▶ What you need to do
Please tally how many lines in the rows below contain the string "brick", treating uppercase and lowercase as different. Give only the number.

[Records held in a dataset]
______
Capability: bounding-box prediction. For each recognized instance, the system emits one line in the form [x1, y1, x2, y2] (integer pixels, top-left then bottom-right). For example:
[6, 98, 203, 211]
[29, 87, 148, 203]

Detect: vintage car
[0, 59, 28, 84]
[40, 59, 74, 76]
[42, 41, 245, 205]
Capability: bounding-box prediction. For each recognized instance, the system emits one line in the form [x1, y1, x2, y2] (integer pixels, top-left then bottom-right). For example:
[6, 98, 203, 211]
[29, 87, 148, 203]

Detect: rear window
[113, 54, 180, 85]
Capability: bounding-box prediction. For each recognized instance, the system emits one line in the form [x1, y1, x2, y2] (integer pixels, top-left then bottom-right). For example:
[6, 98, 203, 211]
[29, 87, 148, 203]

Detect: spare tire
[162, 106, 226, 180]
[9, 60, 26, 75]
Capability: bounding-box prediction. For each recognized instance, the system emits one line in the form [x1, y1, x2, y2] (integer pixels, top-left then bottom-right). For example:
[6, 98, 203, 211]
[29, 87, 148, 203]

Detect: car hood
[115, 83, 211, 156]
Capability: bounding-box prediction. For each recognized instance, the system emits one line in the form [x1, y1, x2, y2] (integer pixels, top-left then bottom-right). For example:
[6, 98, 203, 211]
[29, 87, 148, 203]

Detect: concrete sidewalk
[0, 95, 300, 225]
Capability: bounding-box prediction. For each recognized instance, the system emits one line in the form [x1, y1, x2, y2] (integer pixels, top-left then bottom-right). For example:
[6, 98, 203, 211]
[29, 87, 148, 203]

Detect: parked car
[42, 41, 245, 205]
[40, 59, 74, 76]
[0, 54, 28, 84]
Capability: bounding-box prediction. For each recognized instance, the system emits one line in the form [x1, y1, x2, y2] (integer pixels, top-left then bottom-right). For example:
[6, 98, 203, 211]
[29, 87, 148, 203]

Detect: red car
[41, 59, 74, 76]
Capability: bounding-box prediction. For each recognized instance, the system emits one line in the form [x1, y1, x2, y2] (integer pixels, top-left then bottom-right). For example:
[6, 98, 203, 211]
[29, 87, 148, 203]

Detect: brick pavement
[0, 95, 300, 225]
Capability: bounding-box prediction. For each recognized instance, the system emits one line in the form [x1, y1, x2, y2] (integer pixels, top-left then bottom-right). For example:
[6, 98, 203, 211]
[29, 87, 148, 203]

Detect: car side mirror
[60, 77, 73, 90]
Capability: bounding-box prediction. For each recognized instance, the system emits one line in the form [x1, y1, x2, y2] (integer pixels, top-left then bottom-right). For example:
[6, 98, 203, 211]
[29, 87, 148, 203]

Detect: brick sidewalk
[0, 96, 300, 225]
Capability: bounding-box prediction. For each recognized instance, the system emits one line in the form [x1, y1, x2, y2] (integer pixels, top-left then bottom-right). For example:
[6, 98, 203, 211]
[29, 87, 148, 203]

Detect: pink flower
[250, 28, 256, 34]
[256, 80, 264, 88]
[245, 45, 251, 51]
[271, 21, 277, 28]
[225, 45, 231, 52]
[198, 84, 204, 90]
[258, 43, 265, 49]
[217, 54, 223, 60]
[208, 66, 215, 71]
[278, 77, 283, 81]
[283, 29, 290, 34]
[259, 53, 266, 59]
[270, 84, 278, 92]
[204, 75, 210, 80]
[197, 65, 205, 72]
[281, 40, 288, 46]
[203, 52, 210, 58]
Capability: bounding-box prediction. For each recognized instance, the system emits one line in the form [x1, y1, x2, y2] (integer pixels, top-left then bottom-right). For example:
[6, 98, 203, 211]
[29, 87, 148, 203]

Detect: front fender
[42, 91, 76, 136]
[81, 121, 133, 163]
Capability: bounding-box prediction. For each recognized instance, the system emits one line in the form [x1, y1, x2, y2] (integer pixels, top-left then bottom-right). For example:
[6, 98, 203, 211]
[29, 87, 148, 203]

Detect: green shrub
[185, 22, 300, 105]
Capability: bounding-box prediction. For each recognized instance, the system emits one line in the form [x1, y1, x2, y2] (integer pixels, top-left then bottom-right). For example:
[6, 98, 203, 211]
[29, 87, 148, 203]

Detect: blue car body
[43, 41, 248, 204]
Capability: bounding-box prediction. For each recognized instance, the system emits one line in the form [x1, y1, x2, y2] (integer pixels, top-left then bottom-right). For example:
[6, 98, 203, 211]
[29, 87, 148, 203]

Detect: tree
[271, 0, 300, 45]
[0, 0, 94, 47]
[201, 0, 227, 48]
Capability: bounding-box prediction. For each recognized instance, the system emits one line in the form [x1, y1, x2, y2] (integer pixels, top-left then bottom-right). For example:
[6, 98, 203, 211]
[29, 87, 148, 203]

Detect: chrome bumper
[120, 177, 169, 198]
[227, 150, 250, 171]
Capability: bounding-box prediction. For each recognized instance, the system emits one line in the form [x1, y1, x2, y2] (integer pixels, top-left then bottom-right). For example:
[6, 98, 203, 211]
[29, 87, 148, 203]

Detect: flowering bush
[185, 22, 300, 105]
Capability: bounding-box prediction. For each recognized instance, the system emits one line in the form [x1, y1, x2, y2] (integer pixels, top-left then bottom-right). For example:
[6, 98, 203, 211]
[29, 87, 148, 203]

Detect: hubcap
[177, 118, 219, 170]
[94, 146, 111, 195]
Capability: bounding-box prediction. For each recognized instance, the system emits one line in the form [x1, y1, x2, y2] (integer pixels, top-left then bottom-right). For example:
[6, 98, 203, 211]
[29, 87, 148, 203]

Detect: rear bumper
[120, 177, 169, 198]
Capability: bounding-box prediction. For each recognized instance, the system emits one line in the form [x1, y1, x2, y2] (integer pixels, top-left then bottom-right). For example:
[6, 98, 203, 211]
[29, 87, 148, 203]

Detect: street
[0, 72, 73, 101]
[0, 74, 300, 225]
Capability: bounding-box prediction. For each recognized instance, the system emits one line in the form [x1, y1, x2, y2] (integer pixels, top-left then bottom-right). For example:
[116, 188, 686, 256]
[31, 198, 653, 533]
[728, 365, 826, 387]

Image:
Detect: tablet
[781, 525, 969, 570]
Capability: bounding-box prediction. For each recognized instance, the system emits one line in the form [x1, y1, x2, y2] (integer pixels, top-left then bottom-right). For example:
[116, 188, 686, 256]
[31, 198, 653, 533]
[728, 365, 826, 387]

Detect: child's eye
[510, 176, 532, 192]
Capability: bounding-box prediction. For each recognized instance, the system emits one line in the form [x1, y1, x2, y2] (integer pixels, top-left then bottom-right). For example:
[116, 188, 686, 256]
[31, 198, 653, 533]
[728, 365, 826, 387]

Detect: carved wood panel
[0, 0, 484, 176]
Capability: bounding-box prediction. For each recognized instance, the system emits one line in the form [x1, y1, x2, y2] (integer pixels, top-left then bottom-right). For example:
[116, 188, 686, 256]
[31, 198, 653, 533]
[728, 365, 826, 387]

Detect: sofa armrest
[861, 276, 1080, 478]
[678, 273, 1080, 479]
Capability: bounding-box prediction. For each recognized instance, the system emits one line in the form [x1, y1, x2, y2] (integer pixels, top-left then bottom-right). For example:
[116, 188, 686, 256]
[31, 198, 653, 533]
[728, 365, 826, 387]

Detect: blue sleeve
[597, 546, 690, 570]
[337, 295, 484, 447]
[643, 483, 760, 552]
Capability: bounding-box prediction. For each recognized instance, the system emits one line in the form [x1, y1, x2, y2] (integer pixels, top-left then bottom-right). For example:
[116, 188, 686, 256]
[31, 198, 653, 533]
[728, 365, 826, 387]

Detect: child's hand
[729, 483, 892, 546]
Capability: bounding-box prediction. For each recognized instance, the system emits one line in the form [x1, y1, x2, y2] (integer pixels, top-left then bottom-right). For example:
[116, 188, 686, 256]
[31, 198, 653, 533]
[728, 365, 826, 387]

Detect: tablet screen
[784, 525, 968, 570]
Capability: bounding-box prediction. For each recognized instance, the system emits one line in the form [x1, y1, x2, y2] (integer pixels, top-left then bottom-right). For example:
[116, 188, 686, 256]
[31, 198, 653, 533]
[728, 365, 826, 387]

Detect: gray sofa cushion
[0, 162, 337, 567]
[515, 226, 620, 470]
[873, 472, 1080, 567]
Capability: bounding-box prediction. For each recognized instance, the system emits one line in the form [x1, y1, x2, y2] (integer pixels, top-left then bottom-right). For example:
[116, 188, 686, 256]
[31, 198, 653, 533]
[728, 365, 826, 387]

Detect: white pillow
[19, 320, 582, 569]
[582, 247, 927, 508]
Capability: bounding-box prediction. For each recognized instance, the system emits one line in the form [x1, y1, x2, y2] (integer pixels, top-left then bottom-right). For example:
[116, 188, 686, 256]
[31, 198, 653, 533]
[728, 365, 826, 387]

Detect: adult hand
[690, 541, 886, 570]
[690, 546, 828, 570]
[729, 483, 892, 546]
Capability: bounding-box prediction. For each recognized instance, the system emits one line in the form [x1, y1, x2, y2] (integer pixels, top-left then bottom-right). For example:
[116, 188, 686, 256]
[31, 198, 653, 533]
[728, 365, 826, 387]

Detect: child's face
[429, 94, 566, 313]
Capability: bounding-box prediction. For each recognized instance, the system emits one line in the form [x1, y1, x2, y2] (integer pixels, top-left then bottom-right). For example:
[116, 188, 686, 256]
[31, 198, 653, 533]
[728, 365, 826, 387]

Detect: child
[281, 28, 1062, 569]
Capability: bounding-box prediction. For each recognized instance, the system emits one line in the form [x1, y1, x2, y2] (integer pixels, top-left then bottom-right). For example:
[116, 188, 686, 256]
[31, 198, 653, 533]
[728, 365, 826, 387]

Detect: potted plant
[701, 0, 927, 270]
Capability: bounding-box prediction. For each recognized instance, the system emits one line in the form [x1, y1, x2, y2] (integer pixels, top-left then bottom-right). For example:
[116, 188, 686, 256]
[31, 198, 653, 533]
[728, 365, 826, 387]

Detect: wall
______
▶ Full response
2